#### The records
____

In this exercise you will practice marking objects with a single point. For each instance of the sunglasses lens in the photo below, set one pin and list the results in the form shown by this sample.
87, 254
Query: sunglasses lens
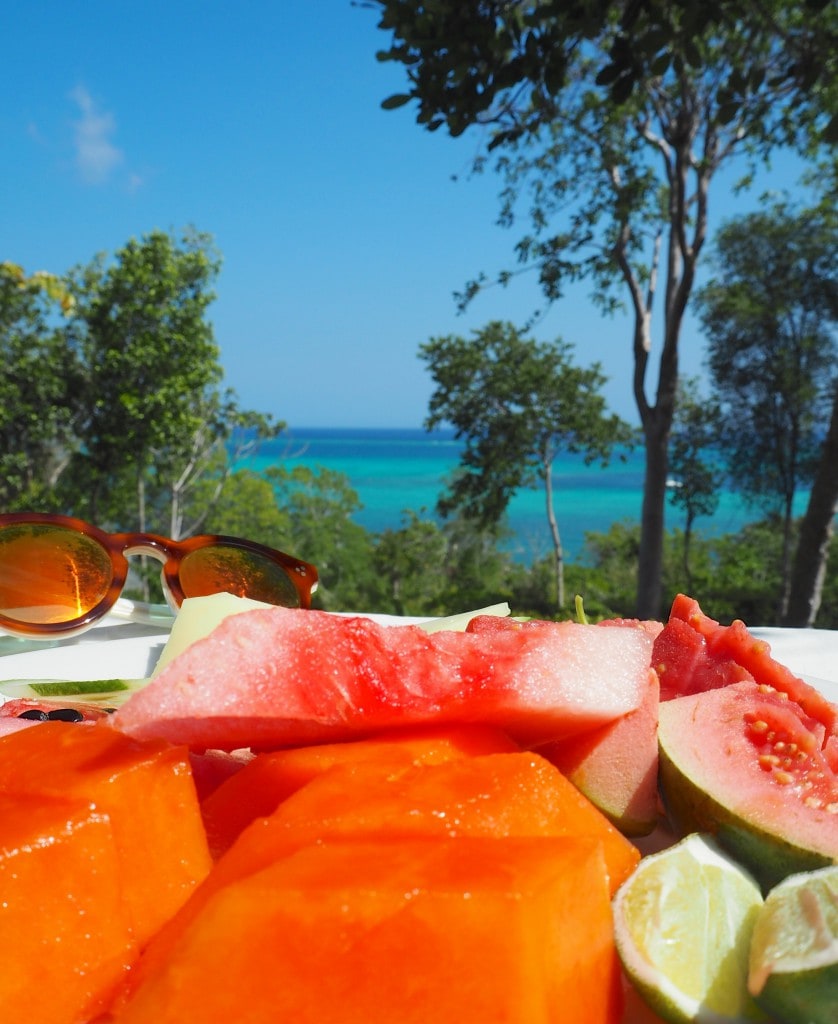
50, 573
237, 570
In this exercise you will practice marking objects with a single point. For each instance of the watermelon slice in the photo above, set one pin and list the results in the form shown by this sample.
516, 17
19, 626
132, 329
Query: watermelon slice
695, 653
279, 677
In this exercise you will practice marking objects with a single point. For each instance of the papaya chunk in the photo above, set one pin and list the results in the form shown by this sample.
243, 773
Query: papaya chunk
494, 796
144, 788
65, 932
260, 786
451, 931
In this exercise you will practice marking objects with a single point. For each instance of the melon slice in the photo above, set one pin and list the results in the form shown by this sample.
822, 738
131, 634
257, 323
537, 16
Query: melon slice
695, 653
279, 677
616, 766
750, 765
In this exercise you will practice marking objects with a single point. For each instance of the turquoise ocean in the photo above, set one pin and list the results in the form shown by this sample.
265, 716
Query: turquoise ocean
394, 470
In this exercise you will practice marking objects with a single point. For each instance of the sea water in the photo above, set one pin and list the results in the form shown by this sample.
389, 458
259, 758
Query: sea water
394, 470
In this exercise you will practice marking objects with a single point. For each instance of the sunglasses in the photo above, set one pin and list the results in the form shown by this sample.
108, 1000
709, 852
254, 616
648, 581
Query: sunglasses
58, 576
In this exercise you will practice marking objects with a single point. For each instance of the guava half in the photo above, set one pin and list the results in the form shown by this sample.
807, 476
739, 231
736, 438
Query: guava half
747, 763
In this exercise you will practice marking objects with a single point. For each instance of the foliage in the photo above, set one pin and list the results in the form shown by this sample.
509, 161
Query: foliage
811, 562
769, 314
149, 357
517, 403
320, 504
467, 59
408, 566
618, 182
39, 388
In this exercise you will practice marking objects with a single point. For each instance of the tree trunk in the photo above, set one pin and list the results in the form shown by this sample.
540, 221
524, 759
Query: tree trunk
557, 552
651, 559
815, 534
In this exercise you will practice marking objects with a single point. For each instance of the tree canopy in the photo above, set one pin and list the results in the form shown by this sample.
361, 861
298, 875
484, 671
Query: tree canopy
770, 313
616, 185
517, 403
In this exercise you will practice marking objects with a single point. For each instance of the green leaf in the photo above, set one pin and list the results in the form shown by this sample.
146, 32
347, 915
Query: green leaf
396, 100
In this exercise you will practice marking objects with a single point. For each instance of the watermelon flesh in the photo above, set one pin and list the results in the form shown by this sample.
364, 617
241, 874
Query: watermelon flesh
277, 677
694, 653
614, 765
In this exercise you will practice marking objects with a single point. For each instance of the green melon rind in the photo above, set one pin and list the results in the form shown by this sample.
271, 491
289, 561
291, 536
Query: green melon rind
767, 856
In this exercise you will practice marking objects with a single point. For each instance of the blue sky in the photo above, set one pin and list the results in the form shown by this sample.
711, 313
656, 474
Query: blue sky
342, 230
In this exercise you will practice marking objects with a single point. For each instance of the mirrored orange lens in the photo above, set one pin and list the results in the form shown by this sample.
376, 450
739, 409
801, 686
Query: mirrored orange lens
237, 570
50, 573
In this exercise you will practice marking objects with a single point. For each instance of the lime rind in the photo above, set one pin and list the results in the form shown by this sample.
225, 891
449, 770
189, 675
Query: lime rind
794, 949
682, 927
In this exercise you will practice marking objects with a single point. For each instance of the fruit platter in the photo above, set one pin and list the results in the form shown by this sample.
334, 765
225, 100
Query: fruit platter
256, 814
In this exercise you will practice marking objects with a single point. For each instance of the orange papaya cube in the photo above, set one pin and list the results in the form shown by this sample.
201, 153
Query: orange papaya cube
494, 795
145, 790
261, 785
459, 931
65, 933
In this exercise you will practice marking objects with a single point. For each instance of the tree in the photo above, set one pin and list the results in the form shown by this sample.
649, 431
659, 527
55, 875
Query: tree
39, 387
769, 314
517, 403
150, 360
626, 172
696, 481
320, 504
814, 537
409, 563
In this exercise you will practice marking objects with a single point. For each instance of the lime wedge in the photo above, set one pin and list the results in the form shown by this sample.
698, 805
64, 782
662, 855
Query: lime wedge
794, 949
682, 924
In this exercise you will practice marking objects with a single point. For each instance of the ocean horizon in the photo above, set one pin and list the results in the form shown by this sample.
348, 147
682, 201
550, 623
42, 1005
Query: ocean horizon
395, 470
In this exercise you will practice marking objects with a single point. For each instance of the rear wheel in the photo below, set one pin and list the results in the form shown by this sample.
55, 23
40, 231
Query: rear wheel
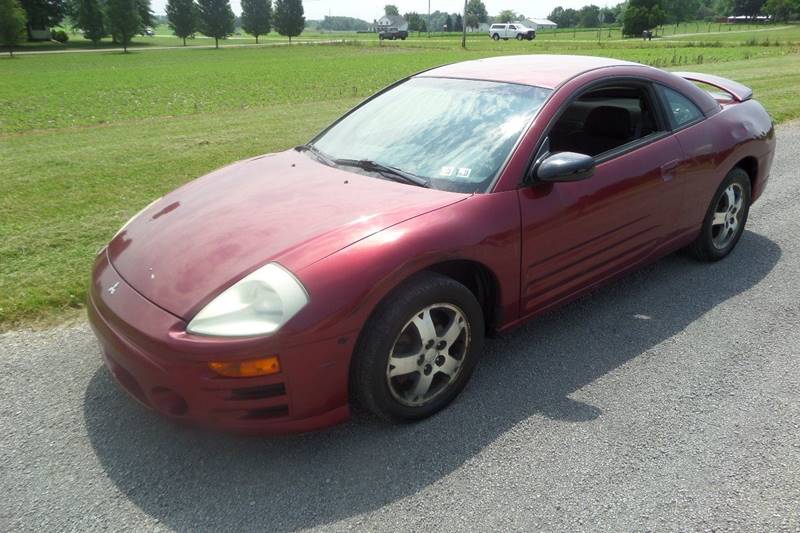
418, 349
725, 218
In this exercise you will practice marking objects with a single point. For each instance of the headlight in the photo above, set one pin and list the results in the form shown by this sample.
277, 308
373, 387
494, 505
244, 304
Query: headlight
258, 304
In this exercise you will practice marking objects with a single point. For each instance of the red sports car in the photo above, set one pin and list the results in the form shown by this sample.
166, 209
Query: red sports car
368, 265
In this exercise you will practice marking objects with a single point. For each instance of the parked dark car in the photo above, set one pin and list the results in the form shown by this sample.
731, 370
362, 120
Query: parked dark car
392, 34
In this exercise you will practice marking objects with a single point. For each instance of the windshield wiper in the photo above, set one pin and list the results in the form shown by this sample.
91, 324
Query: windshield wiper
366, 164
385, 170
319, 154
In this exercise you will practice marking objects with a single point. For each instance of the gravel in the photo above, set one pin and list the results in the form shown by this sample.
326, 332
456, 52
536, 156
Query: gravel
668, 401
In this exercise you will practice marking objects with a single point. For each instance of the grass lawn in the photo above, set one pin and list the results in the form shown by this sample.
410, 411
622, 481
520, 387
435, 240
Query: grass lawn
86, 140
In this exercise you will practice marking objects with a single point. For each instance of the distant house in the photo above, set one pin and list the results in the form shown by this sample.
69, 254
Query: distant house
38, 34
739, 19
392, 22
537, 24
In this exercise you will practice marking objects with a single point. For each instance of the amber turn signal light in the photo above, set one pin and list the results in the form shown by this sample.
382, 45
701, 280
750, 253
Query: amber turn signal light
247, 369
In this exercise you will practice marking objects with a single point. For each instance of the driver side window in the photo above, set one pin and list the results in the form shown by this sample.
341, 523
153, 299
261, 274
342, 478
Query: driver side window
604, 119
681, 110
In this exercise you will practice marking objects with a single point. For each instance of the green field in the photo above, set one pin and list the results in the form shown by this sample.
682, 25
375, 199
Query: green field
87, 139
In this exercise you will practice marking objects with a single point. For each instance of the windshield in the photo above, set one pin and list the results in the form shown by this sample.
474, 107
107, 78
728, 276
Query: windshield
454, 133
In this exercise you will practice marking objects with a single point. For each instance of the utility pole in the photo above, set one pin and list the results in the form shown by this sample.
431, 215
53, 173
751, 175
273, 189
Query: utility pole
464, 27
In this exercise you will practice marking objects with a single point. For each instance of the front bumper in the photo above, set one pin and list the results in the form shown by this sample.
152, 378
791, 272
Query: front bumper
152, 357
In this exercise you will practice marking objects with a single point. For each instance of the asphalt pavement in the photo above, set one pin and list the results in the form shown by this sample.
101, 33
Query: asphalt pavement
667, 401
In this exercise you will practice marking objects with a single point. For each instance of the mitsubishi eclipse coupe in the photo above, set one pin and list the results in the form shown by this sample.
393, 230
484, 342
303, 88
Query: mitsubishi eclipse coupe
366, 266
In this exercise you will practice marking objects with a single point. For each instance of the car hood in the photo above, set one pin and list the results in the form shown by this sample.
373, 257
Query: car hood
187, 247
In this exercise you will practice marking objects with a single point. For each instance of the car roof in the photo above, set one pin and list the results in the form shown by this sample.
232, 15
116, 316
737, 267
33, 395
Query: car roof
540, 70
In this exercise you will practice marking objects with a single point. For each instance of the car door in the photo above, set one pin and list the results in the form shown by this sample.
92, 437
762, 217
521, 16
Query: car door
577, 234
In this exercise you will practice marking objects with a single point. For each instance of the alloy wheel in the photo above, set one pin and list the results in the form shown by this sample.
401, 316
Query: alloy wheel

____

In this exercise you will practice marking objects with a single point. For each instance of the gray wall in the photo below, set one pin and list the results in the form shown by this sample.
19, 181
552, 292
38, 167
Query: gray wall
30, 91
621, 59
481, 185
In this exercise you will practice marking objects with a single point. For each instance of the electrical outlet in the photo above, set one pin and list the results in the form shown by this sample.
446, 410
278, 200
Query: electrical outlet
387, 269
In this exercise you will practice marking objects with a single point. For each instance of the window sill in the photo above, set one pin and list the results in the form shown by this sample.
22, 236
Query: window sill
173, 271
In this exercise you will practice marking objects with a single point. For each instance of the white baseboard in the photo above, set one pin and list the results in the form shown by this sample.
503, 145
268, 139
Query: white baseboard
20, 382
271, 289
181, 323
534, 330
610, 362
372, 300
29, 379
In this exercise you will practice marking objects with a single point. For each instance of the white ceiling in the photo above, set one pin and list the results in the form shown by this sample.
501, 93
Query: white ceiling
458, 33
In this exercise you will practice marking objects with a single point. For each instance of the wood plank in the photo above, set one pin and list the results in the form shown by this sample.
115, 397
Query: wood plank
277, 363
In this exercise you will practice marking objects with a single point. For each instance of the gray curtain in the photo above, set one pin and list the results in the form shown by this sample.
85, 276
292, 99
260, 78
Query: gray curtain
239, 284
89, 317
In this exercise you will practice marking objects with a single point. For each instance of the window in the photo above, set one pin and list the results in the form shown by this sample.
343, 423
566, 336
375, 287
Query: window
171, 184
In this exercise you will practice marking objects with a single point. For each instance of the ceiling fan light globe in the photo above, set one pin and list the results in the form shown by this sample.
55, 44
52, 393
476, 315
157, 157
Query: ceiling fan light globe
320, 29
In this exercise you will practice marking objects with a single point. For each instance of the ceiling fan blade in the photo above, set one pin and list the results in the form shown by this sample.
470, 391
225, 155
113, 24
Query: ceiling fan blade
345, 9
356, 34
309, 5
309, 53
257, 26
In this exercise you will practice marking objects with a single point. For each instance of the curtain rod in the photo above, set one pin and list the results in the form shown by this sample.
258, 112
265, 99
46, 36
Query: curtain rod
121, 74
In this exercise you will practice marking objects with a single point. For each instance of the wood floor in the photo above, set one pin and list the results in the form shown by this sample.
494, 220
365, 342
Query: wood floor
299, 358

____

#### Exercise brief
Count the lines in the material above that contain the word "mitsubishi" and give only that number.

#### Answer to this exercise
2